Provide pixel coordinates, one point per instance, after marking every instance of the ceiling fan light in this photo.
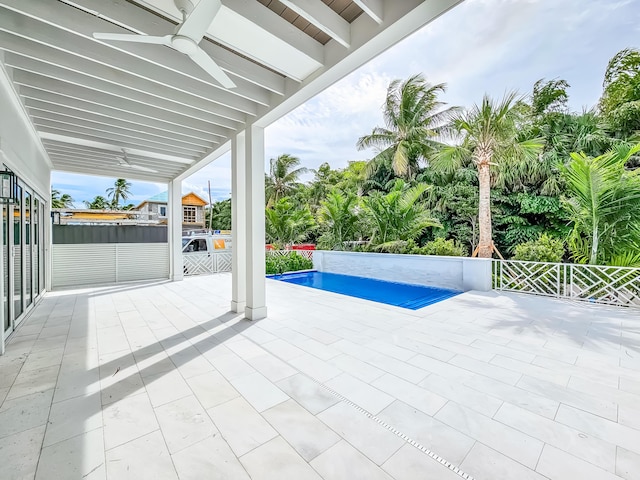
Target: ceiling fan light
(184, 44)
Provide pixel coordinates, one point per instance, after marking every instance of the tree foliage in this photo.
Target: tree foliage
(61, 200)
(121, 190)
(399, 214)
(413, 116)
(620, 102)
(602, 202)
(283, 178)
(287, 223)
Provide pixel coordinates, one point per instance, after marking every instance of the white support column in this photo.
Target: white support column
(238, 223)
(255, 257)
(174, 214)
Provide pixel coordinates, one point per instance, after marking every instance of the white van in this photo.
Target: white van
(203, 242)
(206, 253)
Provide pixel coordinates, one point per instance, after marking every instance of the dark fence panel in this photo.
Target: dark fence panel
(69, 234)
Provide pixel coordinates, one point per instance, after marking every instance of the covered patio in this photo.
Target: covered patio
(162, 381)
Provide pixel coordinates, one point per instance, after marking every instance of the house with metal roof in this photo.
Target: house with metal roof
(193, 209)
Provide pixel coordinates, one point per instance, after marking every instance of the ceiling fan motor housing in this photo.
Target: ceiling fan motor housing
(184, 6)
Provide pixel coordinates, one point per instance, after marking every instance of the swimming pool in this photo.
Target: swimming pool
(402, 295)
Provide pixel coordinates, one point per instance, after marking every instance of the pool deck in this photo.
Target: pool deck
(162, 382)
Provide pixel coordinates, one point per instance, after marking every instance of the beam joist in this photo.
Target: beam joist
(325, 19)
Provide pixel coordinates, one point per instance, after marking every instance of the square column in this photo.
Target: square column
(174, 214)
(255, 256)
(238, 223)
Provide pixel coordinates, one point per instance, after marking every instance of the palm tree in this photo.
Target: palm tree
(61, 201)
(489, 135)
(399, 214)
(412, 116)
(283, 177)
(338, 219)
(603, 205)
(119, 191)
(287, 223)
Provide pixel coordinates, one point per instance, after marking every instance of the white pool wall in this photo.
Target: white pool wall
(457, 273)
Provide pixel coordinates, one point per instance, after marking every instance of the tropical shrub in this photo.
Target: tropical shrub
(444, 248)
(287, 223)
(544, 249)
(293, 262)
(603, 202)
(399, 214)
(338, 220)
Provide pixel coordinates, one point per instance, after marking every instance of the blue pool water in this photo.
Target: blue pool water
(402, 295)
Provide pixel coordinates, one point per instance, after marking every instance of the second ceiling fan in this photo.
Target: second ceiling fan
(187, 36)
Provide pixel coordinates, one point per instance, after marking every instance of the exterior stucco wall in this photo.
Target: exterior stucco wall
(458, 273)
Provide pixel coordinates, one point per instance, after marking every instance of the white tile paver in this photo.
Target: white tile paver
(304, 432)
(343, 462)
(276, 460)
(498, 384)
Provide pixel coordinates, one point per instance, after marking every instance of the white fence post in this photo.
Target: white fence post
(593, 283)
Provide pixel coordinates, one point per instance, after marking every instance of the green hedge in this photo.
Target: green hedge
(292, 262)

=-=-=-=-=

| EXERCISE REQUIREMENTS |
Although the records hold pictures, return only what remains, word for word.

| RESPONSE TO THE EXERCISE |
Provide pixel coordinates, one point per instance, after marking every instance of the ceiling fan light in this photo.
Target: ceiling fan light
(184, 44)
Provide pixel coordinates, one point per instance, after marking every instance of the tree foliage in this photo.
Target: tree foliage
(61, 200)
(121, 190)
(399, 214)
(413, 116)
(620, 102)
(602, 202)
(283, 178)
(287, 223)
Provide pixel coordinates, one point per instance, after marking every instance of the white support column in this photo.
Target: white support column
(238, 223)
(255, 257)
(174, 214)
Provide pixel coordinates, one point per instance, after marking every instance of the white van in this photo.
Target: white van
(203, 242)
(206, 253)
Provide pixel coordinates, one point per instance, after marking every instance of the dark fence panel in this photo.
Target: dark fence panel
(69, 234)
Provide pixel coordinates, one point per instance, after marking every instance of the covered patio in this photo.
Target: covered patio
(162, 381)
Provide pixel coordinates, one point per instance, after marking every instance of the house with metal roof in this photo.
Target: house with metal roof
(193, 209)
Provide pixel coordinates, one point per instance, after marking every instance of the ceiling fan motor housing in this photo.
Target: ceiling fan motor housing
(184, 6)
Provide pixel coordinates, one point per instance, after marking every instance of the swimming pool in this photo.
Target: swimming pool
(402, 295)
Provide pixel coordinates, one point per instance, after marking every instance of the pool deck in this photo.
Target: pool deck
(162, 382)
Provide pixel coordinates, one point per instance, after marking every instance of the beam joist in this photo.
Target: beam joist
(325, 19)
Provide pixel coordinates, one point per instance, after marking every instance of the square column in this photo.
Target: square column
(174, 214)
(255, 256)
(238, 223)
Provide pixel coordinates, one point per instance, after marking every instance of the palm tree in this photo.
Target: palm tree
(61, 201)
(489, 135)
(399, 214)
(412, 116)
(283, 177)
(338, 219)
(603, 205)
(119, 191)
(287, 223)
Provide pixel coordinates, one point per instance, after marking every instance of the white pool wall in this photo.
Target: white pool wall
(457, 273)
Provide pixel coordinates, one point per instance, after marking every instance of the tropical shrub in this photo.
Target: tropical shrub
(444, 248)
(287, 223)
(544, 249)
(293, 262)
(603, 202)
(399, 214)
(338, 220)
Provide pixel coordinates, one point per instance, after marking every instance of the blue pool water in this photo.
Target: blue pool water
(402, 295)
Provide pixel coordinates, one point per instance, after marking every instance of the second ceiling fan in this photo.
Target: second ceiling fan
(187, 36)
Provide pixel coordinates, one point per instance, after marking every instance of the exterior stucco wall in this photo.
Target: exterior stucco wall
(458, 273)
Provide pixel coordinates, one point per instance, after marking every instance of the white tile paver in this photo.
Target: white tile paver
(304, 432)
(343, 462)
(276, 460)
(498, 384)
Provide pixel coordinates, one point per instance, after marking every instance of the white fence post in this photo.
Target: white fence post
(593, 283)
Provide pixel coordinates, one point per instance, after marking every instance of the green hedge in this photo.
Target: green hedge
(292, 262)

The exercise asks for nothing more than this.